> Your instructions
Transcribe exactly every line from the one containing "on the distant" down to the final line of the listing below, including both, and leave out the rest.

> Provided records
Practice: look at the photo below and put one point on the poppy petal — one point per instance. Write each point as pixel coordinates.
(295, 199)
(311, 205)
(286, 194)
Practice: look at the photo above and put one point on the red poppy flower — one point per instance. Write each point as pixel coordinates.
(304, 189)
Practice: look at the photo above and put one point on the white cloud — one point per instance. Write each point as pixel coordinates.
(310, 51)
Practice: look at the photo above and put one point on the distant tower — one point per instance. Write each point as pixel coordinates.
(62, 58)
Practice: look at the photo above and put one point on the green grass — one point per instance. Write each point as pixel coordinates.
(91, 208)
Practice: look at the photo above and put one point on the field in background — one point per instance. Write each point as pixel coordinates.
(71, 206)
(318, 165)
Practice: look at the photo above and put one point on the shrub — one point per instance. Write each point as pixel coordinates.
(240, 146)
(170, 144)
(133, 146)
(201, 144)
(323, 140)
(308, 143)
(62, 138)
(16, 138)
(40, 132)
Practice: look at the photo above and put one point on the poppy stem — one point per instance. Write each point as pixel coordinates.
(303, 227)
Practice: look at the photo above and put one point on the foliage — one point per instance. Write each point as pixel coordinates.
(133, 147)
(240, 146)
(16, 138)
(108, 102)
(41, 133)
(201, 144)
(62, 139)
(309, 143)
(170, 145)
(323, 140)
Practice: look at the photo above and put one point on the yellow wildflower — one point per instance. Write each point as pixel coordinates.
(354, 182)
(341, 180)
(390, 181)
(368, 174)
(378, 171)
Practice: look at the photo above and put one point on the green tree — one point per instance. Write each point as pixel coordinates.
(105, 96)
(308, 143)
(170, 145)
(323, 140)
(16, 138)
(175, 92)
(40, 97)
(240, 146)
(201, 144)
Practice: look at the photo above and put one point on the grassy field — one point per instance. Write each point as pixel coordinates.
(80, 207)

> Expected output
Practice: look at the photo above and put one point on the distant tower — one point per instance. Write each point as pixel coordinates.
(62, 58)
Practice: look at the photo above and put one point on the green grass — one point per instance. Write each point as pixel coordinates.
(91, 208)
Practice: look at the photo above and put one point on the field in background — one point per instance. Write each point as pixel coordinates.
(71, 206)
(318, 165)
Practice: look at the photo above and put one point on the shrub — one point per instance. Write each point as pixel coordinates.
(240, 146)
(170, 144)
(133, 146)
(201, 144)
(323, 140)
(308, 143)
(62, 138)
(16, 138)
(40, 132)
Practice: look at the photo above and put one point on the poppy stem — one point per instance. Write each point as pixel coordinates.
(303, 227)
Practice: look at the photo above and put one point on the foliage — one point per instance. Write each point as pixel coordinates.
(133, 147)
(240, 146)
(16, 138)
(108, 102)
(41, 133)
(201, 144)
(62, 139)
(309, 143)
(170, 145)
(323, 140)
Practice: look at the photo above and put one point on the yellow wildflower — one point per instance. Write each point as pixel coordinates.
(354, 182)
(341, 180)
(390, 181)
(368, 174)
(378, 171)
Practice: look at the photo above and put one point on the green tree — one point per instance. Write each point as pixel coordinates.
(105, 96)
(308, 143)
(170, 145)
(323, 140)
(16, 138)
(175, 92)
(40, 97)
(240, 146)
(201, 144)
Practice: look at the photo above and put one point on the grassy field — one point per instance. Write each point as pixel coordinates.
(80, 207)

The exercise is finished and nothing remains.